[WHAT THE TASK REQUIRES]: Beginning with the line containing "Return one point for each instance of the faucet" and ending with the last line of the records, set down every line exactly.

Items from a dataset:
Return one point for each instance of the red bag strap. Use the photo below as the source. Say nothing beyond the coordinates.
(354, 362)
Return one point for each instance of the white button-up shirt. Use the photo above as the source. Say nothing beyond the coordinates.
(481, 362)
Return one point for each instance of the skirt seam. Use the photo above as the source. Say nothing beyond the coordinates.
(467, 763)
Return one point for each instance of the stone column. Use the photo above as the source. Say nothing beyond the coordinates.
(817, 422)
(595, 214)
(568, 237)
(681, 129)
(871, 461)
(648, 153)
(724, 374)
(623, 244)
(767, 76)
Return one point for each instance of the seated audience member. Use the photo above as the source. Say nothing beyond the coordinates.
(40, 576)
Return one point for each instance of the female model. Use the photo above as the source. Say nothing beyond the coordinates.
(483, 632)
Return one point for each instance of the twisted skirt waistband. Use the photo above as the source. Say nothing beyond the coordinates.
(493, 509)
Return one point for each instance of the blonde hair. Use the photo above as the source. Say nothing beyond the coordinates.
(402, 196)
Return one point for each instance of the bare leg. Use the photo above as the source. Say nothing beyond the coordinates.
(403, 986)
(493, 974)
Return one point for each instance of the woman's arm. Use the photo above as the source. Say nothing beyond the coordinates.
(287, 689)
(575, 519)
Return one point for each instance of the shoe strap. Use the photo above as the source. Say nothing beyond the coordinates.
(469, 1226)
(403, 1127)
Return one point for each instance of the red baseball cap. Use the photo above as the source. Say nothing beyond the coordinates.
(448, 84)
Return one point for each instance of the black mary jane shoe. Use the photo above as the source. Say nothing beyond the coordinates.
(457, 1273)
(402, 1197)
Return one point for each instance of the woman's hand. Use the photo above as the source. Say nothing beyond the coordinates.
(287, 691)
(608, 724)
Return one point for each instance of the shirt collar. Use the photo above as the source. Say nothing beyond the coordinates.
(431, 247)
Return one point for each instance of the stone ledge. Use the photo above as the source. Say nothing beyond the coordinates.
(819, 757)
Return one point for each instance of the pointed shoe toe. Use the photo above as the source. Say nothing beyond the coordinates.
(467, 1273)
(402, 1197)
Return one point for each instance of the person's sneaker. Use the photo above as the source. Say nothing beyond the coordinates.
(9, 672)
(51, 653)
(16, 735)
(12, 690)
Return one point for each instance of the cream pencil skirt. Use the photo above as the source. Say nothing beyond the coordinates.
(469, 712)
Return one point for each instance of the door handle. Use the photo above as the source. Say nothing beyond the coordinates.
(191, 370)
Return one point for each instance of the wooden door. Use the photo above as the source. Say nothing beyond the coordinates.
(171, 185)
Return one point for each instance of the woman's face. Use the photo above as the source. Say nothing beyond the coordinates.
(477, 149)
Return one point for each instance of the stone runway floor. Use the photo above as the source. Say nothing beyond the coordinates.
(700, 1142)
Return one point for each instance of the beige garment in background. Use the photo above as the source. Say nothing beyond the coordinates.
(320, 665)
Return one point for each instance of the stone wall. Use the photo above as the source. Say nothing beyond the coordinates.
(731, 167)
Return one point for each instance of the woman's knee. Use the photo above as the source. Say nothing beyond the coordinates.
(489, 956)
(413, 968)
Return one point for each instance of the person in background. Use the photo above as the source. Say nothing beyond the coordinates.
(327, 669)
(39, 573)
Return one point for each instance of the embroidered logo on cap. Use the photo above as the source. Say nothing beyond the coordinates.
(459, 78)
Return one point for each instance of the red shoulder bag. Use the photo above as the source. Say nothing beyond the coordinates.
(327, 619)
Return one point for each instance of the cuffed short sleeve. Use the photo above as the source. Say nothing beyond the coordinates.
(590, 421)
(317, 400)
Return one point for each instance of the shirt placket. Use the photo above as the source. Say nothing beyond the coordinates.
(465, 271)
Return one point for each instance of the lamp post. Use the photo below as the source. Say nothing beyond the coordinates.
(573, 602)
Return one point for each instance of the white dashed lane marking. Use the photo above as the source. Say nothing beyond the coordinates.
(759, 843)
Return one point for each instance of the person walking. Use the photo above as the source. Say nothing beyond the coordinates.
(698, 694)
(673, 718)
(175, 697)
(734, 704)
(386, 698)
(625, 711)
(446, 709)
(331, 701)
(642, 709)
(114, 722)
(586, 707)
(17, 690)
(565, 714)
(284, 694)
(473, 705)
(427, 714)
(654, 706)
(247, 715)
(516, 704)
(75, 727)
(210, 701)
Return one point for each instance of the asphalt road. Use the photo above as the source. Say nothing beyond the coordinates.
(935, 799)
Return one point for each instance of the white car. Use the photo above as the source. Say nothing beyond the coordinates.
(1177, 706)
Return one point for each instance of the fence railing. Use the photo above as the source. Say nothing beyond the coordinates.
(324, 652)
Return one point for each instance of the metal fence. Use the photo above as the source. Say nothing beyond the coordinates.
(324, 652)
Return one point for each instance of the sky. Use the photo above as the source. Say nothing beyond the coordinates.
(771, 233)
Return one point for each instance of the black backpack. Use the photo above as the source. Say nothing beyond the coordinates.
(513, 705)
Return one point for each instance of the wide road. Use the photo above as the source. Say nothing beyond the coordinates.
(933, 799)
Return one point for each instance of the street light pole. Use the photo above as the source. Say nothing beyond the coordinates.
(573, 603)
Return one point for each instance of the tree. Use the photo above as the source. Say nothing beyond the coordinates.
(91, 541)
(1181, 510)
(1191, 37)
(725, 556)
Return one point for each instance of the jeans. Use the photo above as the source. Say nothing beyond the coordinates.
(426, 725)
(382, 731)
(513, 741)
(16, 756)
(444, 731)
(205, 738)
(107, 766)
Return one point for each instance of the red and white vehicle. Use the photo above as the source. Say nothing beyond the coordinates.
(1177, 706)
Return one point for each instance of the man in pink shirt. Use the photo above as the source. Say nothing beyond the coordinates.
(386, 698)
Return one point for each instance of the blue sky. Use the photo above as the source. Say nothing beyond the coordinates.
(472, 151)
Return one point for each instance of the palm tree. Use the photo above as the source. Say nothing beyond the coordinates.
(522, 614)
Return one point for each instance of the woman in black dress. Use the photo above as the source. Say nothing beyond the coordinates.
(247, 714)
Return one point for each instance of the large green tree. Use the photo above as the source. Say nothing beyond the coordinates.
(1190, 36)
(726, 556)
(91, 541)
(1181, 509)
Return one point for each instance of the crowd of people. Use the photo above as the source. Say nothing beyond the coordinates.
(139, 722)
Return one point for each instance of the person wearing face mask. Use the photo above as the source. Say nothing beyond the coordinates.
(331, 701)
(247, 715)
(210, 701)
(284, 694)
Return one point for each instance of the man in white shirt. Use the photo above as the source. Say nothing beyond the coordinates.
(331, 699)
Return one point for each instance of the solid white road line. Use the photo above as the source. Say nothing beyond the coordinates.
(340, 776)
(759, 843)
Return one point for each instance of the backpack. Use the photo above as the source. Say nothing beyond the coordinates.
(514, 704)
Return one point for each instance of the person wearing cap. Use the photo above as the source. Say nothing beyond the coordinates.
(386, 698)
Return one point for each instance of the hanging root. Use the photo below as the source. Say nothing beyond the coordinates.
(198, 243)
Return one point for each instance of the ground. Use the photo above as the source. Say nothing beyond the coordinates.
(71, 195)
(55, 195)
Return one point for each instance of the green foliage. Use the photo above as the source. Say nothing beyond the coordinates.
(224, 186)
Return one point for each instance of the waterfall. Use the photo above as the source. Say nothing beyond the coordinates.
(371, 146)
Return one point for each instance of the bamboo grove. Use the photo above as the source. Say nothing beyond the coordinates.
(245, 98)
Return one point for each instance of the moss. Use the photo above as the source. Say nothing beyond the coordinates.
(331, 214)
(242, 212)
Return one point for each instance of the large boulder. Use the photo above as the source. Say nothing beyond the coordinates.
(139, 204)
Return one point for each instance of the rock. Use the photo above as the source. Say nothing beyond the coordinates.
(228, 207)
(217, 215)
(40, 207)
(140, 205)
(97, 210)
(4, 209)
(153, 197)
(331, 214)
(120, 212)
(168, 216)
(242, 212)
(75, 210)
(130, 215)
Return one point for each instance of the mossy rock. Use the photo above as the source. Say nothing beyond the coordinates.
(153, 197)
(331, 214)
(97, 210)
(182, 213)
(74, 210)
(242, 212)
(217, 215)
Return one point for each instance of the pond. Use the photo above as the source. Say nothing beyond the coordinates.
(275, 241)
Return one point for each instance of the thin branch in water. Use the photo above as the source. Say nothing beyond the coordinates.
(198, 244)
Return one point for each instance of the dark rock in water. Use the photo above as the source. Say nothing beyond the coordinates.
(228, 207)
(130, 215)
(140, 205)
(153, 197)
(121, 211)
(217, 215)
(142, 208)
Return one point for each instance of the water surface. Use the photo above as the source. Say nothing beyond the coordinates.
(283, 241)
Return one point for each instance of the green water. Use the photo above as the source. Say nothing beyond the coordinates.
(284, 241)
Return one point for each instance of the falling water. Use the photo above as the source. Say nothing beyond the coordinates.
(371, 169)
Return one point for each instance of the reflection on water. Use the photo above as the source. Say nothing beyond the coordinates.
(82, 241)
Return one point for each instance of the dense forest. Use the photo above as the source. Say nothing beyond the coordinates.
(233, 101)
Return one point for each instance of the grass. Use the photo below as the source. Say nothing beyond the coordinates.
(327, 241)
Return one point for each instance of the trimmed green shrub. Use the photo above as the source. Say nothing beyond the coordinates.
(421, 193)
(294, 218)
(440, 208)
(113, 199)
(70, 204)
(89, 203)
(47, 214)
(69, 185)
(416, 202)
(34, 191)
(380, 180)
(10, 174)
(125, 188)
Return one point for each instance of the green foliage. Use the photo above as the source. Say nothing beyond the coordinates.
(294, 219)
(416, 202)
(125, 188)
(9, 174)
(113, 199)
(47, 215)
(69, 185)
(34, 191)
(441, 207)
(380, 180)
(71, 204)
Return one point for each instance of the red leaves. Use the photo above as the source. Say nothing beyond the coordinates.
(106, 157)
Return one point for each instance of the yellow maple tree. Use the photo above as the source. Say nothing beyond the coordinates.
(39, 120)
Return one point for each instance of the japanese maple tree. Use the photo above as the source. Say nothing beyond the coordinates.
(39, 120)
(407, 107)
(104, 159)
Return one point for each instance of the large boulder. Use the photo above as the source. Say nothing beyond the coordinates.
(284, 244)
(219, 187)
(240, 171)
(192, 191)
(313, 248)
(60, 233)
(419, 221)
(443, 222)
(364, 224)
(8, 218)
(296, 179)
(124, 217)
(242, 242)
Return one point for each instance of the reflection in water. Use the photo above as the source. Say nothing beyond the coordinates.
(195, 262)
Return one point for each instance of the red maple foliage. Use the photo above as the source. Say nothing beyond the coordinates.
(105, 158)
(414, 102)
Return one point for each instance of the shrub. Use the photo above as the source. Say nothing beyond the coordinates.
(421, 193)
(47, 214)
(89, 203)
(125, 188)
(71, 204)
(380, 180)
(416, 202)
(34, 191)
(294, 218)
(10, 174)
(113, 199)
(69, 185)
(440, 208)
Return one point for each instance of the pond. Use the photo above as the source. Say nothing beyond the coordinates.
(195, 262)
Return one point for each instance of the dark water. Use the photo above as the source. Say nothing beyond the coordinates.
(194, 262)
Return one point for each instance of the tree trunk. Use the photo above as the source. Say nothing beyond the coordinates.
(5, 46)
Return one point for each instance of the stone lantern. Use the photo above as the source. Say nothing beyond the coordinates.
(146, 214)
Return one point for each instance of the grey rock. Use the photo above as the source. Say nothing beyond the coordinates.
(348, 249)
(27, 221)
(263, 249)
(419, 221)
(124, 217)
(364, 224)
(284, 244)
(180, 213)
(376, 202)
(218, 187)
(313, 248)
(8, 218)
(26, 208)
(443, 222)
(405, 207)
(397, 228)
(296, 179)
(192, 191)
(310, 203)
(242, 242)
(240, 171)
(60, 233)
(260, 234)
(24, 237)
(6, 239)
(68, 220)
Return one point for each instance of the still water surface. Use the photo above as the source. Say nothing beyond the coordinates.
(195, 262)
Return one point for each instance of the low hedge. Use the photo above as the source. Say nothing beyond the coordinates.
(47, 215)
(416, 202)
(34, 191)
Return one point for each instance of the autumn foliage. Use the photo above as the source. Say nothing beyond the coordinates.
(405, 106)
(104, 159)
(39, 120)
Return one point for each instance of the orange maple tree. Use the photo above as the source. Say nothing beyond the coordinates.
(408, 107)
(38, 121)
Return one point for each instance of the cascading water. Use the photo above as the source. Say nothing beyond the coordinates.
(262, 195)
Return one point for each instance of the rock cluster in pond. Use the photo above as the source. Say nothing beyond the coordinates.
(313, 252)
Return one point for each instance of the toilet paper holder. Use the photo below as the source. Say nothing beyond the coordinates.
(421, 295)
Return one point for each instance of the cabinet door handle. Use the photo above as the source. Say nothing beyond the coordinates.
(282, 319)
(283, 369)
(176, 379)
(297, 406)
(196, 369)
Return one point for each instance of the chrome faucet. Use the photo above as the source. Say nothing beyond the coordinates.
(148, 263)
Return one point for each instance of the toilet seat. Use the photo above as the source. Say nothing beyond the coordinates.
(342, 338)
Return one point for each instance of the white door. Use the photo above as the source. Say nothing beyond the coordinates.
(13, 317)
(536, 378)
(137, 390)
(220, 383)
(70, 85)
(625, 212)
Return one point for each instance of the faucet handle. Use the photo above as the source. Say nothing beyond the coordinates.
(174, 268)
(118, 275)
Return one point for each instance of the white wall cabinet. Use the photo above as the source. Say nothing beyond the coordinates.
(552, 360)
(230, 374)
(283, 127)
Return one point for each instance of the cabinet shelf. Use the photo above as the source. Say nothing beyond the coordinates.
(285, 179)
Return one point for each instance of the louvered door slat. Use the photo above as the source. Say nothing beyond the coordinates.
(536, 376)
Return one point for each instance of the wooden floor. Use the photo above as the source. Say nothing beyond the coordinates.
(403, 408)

[FINISHED TASK]:
Return one point for each instance of the faucet handle. Use the photo above as the source. Say nothing beyond the coordinates.
(174, 268)
(118, 275)
Return one point for each instance of the white wall cabinet. Use the photo above as the source. Say nothing beyond the coordinates.
(552, 360)
(230, 374)
(283, 127)
Return one point for each instance of the cabinet shelf. Use the photo above as the source. Say nothing beyond the coordinates.
(285, 179)
Return one point for each instance of the louvered door slat. Use the photo above as the source. Say nothing beyond the coordinates.
(536, 376)
Return one point for each instance of the wooden floor. Use the photo above as the source. Say nothing beyond the coordinates.
(403, 408)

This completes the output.